## STATED GOAL
Word for word, transcribe the lines from the one containing "Record the location of each instance of the mottled" through the end of the entries, both included, and nothing else.

····················

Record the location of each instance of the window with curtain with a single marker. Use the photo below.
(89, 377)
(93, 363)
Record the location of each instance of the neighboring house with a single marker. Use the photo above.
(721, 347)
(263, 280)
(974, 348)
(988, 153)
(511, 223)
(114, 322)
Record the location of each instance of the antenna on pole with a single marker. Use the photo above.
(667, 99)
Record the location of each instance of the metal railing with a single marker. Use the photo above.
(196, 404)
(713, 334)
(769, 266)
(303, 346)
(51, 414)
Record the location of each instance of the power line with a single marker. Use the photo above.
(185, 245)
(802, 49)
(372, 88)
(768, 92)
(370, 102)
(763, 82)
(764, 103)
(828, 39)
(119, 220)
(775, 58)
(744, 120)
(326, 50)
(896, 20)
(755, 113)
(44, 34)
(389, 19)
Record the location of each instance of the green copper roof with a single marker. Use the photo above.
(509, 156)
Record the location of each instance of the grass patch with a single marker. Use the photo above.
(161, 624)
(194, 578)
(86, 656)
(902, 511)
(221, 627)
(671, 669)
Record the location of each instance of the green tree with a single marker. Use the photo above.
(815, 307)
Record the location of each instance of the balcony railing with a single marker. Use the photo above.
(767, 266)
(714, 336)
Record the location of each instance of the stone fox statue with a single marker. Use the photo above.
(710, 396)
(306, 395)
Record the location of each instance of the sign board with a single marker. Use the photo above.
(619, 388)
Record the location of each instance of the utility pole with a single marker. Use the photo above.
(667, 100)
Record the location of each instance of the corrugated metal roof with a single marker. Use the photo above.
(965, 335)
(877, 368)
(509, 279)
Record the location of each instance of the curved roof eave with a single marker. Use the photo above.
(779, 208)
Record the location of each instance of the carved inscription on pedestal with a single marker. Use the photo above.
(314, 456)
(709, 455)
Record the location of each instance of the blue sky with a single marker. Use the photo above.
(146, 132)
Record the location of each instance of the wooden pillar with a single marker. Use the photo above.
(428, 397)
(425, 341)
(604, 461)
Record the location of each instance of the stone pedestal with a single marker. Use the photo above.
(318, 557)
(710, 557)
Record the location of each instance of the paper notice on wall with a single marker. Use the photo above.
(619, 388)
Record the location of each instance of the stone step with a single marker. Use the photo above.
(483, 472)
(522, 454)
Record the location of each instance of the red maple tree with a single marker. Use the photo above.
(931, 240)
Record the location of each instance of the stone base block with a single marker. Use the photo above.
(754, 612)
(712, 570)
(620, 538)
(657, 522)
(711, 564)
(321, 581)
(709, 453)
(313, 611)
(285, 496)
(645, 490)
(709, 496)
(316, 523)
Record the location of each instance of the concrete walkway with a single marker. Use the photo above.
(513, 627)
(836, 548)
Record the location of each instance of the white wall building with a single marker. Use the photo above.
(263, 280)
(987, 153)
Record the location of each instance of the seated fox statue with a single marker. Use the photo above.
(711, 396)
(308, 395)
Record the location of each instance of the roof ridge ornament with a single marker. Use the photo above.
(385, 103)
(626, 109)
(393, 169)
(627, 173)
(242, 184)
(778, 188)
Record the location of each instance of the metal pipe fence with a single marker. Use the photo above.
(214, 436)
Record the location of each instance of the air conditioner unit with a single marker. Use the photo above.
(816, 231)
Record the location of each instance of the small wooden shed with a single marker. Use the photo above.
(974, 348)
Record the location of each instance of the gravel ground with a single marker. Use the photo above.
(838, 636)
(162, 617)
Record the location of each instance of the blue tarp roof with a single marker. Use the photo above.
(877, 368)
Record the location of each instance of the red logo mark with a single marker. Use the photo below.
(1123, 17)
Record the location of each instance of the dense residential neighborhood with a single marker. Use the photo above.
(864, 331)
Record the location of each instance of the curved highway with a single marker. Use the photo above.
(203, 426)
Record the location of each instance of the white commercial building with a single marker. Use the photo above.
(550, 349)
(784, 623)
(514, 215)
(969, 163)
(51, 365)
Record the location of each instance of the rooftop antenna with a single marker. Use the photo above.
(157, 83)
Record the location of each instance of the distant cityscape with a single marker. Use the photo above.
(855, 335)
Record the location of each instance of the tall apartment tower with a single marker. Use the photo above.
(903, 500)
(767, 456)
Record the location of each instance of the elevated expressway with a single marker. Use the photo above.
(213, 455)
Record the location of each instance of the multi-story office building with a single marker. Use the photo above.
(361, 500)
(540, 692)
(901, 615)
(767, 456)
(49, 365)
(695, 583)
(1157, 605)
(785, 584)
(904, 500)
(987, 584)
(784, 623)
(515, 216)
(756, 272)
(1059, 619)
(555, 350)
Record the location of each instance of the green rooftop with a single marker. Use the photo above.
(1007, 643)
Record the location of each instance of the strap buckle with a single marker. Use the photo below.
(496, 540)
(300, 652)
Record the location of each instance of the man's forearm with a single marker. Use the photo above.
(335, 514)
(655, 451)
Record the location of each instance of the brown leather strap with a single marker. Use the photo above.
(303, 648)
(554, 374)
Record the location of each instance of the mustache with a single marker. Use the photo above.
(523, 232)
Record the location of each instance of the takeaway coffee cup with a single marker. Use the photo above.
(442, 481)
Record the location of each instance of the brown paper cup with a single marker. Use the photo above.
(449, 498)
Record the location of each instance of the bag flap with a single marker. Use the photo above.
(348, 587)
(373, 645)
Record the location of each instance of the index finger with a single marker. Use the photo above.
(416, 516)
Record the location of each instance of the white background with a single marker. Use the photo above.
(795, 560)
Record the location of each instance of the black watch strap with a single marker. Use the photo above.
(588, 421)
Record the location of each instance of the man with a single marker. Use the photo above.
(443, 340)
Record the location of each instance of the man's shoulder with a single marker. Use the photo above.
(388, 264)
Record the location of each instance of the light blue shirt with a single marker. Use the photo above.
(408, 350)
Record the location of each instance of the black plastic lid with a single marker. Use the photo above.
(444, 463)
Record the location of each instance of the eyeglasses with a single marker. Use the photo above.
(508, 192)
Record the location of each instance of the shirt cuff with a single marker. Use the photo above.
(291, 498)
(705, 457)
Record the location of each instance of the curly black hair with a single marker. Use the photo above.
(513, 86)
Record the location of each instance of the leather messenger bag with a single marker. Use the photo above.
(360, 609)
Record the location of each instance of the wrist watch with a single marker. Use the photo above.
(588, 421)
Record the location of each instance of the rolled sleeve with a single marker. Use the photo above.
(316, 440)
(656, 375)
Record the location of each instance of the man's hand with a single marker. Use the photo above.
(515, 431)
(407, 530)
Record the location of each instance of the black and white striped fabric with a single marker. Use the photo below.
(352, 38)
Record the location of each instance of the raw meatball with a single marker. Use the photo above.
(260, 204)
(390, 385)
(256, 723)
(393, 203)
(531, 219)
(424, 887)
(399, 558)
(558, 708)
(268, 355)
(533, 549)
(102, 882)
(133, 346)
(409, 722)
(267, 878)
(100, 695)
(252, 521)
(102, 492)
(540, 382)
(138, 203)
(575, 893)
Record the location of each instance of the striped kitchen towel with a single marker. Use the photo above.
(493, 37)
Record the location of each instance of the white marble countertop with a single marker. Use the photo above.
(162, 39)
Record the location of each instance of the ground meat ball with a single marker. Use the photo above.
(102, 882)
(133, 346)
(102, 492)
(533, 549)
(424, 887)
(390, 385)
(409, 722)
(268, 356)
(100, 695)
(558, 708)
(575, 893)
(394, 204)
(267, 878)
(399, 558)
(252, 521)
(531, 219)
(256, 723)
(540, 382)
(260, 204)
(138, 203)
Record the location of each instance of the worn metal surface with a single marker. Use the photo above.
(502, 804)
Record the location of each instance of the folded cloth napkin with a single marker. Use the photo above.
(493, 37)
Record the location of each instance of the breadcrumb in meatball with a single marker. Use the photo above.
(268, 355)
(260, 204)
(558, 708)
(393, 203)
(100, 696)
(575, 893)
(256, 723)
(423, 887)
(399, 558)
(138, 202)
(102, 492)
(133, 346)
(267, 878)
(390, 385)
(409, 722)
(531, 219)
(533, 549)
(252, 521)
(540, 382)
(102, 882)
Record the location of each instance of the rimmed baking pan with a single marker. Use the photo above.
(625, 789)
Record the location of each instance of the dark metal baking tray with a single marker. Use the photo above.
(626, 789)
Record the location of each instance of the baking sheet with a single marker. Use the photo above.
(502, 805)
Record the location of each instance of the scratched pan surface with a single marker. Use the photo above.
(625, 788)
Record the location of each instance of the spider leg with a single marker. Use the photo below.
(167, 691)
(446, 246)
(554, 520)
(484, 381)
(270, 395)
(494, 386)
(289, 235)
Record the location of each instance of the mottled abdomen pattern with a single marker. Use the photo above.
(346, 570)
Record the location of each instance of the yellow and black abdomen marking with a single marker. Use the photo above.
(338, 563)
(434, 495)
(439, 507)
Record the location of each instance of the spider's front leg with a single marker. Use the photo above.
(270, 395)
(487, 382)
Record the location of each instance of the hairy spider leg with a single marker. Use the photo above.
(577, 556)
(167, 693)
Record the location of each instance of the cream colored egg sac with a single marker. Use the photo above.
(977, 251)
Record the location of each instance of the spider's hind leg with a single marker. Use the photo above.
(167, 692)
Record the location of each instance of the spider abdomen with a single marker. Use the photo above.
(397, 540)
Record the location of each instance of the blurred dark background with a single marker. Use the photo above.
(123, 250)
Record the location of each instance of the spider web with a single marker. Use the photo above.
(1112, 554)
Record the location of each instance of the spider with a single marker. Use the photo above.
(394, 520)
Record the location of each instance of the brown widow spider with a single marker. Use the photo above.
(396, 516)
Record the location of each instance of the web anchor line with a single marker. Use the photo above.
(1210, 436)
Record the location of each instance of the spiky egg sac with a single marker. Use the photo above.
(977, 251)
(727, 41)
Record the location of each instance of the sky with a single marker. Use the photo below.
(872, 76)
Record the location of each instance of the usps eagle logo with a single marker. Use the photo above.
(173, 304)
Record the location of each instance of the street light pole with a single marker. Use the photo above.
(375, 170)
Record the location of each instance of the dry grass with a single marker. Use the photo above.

····················

## TASK RESPONSE
Record the location of each instance of the mottled abdomen pattern with a single marker. Use the photo above.
(346, 570)
Record the location of each instance of the yellow and black abdomen marking with a single marker. Use the photo above.
(338, 563)
(434, 495)
(439, 507)
Record the location of each instance of the spider's front leg with a single marker. Use the photo above.
(270, 395)
(487, 382)
Record the location of each instance of the hairy spider leg with a single marker. Use the photo above.
(577, 556)
(167, 693)
Record the location of each instance of the cream colored egg sac with a single marker. Use the photo above.
(977, 251)
Record the location of each instance of the spider's hind leg with a single marker. Use the photo above.
(167, 692)
Record the location of each instance of the spider abdomen with a single marker. Use the photo above.
(397, 540)
Record the location of each instance of the blurred dark background with a single marker. Use the photo above.
(123, 250)
Record the location of each instance of the spider web with a single marker. Use the photo above.
(1112, 554)
Record the location of each instance of the spider with a single marker. Use the photo above.
(394, 520)
Record the location of each instance of the brown widow spider with a single marker. Use the photo above.
(396, 516)
Record the location of each instance of the web anchor line with a single marker. Use the photo above.
(1210, 436)
Record the location of each instance of the spiky egg sac with a single marker. Use the photo above.
(977, 251)
(727, 41)
Record the location of each instance of the sky with a single marker. Use the photo below.
(872, 76)
Record the location of each instance of the usps eagle logo with a single marker. Use the photo above.
(173, 304)
Record the location of each instance of the street light pole with a single marker. Use the photo above.
(375, 170)
Record the location of each instance of the dry grass with a single marker. Use the photo above.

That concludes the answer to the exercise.